Même son de cloche du côté de Marie-Neige, qui avoue jeter un coup d’oeil d’ensemble sur les nouvelles personnes qu’elle rencontre, mais sans ressentir l’envie ni le besoin de regarder les gens de la tête aux pieds. « Avant de voir tant de gens nus, dit-elle, je pensais qu’il y avait une moyenne, que la plupart des corps se ressemblaient et qu’il y avait des exceptions. Mais pas du tout ! Il n’y a pas deux personnes qui se ressemblent. Tout le monde a une morphologie différente et c’est ça qui est beau ! »

« Le corps entier est un visage, comme disent les Autochtones.  On n’observe pas les gens, on ne les surveille pas, on accepte leur être tout entier », renchérit Michel Vaïs, qui a d’ailleurs écrit un livre traitant de tous les bienfaits du naturisme : Nu, simplement – Nudité, nudisme et naturisme, paru en 2012.

Tout sauf sexuel

Un des préjugés qui persiste chez les « textiles », comme on surnomme les gens vêtus dans le milieu du naturisme, concerne le caractère soi-disant voyeur d’une telle pratique. Pourtant, il n’y a rien de sexuel ni de pervers dans cette expérience. Les maillots de bain, de plus en plus petits et révélateurs, sont d’ailleurs parfois jugés beaucoup plus excitants – dans le sens d’encourager la perversité du regard, l’indiscrétion, puisqu’ils stimulent l’imagination – aux yeux des naturistes. Mais quand tout le monde est nu, cette obsession du corps disparaît. C’est ainsi que les gens qui se présentent dans un centre naturiste en quête d’une expérience aguichante sont vite repérés, puis expulsés. Et ce, même s’ils ne prennent pas eux-mêmes conscience qu’ils se sont trompés d’adresse…

Il n’y a donc aucune inquiétude à avoir au sujet des enfants, ce qui semble être une autre crainte fort répandue chez les noninitiés. À ce propos, Michel Vaïs précise qu’« il est prouvé que les enfants élevés en milieu naturiste sont beaucoup plus apaisés sexuellement. Les fillettes assument davantage leur corps et sont plus sures d’elles-mêmes une fois adultes ; les garçons, eux, vont développer moins de comportements voyeuristes ou d’obsession du corps en grandissant. »

==========

- **À FAIRE**
(a) Rassemblez toutes les lignes des entrées ci-dessous qui contiennent le mot « smiling », en les recopiant telles quelles.
(b) Prolongez le texte sur le naturisme ci-dessus en reprenant après sa dernière phrase.

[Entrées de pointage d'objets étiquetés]
==========

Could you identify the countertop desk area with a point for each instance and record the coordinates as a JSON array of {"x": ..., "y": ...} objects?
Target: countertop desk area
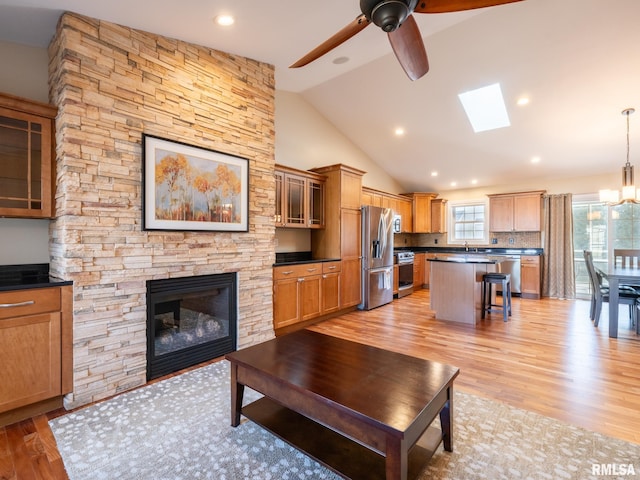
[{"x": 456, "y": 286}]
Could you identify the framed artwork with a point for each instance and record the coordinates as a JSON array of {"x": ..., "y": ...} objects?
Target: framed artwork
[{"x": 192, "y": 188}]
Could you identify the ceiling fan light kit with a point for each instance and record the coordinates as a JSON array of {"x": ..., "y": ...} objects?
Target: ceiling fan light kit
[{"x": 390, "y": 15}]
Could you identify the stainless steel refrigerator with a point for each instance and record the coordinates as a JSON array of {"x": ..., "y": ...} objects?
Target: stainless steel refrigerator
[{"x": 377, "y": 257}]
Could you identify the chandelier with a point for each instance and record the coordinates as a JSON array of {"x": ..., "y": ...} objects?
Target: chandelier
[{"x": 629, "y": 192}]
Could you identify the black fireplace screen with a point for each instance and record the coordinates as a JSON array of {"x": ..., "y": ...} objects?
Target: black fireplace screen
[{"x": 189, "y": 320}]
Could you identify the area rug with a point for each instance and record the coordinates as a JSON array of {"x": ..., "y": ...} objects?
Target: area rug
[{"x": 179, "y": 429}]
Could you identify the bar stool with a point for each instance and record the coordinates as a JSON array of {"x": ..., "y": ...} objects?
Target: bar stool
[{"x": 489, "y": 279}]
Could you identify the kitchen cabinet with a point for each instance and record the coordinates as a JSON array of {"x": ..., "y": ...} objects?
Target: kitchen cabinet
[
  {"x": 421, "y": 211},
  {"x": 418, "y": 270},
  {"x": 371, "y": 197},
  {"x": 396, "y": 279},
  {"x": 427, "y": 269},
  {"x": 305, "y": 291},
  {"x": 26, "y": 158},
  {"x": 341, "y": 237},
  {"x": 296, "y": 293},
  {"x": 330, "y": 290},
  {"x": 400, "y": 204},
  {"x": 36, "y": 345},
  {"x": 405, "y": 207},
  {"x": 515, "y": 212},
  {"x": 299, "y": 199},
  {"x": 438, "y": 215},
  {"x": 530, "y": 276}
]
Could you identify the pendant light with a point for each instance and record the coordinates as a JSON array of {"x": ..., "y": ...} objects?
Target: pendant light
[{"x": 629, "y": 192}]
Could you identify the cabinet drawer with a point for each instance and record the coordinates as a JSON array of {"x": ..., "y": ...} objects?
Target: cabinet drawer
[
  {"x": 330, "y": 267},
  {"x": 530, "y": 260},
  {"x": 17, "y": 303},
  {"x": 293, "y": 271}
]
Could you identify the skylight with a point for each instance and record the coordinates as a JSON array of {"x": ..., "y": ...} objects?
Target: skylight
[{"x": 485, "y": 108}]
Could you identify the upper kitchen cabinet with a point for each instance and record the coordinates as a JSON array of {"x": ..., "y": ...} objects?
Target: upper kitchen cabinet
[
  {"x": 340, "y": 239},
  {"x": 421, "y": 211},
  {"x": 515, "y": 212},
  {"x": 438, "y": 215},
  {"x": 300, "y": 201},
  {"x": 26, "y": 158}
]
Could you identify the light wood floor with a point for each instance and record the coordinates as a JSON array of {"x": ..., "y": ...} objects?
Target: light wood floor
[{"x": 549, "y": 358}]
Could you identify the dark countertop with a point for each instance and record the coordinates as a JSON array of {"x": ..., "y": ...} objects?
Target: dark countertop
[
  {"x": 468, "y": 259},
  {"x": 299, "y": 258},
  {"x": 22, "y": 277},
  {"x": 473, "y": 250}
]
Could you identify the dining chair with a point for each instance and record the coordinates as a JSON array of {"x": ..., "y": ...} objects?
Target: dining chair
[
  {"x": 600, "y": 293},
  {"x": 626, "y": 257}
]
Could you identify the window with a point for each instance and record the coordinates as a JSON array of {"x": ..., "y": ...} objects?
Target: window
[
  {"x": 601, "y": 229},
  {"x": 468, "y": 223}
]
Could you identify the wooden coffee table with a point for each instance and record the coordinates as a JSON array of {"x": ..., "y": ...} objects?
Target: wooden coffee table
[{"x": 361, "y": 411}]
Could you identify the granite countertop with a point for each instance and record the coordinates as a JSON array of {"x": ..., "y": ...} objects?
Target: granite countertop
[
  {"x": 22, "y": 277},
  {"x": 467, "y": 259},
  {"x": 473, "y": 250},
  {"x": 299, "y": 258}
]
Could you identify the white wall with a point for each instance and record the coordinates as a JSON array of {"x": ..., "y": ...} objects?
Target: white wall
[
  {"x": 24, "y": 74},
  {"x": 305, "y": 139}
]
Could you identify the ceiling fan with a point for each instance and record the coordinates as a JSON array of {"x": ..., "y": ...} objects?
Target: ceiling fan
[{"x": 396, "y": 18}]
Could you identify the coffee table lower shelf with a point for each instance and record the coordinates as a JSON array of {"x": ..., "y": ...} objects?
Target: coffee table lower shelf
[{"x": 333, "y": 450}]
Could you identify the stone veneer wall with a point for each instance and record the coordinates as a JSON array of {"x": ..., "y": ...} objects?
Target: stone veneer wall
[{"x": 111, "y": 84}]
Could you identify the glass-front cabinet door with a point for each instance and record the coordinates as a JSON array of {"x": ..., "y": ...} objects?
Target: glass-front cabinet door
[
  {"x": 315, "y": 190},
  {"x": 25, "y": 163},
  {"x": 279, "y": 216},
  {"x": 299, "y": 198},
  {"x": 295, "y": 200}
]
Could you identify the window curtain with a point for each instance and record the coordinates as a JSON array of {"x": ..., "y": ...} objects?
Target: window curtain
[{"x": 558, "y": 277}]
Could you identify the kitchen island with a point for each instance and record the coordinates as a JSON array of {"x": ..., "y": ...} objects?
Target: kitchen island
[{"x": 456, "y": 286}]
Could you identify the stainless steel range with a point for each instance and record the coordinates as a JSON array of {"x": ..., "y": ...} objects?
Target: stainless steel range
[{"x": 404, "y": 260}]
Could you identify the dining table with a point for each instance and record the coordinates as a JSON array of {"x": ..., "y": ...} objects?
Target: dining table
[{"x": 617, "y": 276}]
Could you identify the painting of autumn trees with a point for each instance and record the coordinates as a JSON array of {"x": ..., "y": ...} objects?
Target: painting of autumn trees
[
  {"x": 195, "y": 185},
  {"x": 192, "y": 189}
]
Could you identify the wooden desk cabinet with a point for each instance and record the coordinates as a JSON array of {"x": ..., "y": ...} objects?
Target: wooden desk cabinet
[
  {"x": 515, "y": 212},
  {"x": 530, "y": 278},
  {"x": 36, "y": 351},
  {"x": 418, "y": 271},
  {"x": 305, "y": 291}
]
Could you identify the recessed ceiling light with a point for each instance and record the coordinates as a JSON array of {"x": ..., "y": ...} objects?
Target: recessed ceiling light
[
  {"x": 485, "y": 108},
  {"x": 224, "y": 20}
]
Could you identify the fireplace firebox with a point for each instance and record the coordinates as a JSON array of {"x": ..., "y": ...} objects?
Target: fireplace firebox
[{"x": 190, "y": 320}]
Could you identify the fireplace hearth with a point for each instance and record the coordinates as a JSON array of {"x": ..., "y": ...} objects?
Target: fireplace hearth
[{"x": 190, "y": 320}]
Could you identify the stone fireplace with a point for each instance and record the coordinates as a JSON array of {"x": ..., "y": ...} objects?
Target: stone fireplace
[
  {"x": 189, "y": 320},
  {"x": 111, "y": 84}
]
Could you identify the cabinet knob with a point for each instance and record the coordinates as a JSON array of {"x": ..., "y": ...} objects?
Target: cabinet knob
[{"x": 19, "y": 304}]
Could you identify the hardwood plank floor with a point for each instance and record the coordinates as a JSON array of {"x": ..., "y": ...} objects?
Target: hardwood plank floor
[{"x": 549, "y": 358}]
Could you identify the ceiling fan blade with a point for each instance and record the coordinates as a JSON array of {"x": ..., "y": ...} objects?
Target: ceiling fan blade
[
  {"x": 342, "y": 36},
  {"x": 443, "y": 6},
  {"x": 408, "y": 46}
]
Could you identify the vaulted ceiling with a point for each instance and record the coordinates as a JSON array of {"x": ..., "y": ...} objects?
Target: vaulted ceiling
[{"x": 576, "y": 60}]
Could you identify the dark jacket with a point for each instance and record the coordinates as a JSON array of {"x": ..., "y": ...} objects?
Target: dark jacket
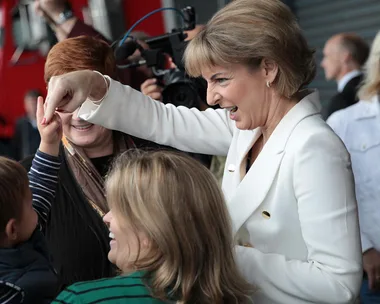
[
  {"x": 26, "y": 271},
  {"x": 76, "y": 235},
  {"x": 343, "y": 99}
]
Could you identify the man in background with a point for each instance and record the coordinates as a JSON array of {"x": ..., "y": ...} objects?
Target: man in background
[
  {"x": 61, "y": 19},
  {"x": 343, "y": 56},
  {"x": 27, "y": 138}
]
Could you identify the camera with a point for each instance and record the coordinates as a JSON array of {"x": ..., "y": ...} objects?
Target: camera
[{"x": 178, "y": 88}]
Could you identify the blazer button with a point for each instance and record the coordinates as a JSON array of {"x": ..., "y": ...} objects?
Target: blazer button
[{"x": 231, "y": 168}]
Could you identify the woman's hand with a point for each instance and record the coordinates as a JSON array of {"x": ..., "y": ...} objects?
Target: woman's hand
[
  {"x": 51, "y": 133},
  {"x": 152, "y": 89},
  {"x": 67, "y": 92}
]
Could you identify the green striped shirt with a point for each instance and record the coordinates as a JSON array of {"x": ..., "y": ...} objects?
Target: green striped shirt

==========

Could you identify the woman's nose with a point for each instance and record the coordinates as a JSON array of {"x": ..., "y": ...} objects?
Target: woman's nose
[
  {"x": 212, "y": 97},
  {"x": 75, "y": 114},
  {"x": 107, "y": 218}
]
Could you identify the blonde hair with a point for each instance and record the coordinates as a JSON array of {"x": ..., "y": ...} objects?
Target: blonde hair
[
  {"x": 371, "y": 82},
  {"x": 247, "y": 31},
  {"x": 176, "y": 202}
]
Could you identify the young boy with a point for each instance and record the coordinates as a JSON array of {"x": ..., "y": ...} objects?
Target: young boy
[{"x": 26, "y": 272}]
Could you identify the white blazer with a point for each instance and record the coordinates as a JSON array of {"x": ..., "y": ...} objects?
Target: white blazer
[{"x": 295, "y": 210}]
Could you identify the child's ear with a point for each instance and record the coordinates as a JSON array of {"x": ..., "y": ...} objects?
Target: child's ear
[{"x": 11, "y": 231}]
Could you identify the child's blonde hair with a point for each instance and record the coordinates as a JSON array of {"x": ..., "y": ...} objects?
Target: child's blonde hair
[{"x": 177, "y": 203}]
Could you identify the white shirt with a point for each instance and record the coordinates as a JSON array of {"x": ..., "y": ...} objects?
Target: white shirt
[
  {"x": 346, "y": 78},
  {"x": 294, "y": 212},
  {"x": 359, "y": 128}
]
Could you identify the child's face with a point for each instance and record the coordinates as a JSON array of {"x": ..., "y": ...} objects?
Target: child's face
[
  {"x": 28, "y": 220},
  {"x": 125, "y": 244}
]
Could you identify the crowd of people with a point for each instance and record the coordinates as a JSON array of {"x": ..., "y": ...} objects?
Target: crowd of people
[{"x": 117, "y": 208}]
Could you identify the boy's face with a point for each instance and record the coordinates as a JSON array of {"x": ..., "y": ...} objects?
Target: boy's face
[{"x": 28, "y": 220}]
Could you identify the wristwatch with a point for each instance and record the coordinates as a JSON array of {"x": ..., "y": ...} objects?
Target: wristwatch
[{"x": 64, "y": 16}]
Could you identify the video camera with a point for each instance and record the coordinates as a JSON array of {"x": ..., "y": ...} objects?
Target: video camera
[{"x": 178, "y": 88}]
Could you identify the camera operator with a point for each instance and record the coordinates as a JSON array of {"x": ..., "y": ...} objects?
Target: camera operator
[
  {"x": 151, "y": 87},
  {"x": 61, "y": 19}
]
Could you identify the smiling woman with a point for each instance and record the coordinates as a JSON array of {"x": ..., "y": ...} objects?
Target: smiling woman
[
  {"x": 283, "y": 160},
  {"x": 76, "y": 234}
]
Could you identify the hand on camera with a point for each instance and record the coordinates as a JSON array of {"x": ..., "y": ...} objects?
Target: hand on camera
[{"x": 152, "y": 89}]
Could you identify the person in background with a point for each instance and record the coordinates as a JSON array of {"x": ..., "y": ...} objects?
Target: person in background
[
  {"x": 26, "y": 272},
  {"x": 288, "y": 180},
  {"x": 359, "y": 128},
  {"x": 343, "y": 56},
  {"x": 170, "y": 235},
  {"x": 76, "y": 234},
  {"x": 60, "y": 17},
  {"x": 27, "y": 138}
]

==========

- **RÉPONSES**
(a)
Could you identify the smiling woman with a point for each instance and record the coordinates as a JSON array of {"x": ..., "y": ...} objects?
Target: smiling woman

(b)
Marie-Neige Saucier a initié ses deux enfants au naturisme alors qu’ils étaient tout jeunes. Lorsque leur corps s’est mis à changer, à la puberté, ils ont commencé à éprouver une certaine gêne et ont cessé d’accompagner leur mère. C’est le cas de la majorité des adolescents, qui désertent les centres durant quelques années, mais qui finissent quasiment tous par revenir lorsqu’ils deviennent parents à leur tour. « L’important, pour moi, c’est qu’ils savent maintenant ce qu’est le naturisme, précise Marie-Neige. Ils savent que ça n’a rien à voir avec la sexualité. C’est difficile à définir précisément, mais j’ai l’impression que le naturisme a influencé leur perception du corps, autant le leur que celui des autres. Ils semblent avoir moins de préjugés. »

En fin de compte, le naturisme a pour effet de favoriser le respect de soi-même, d’autrui et de l’environnement. Ce n’est certes pas pour tout le monde, mais la question se pose peut-être pour plusieurs : qu’est-ce qu’on attend pour se dévoiler et tenter l’expérience ?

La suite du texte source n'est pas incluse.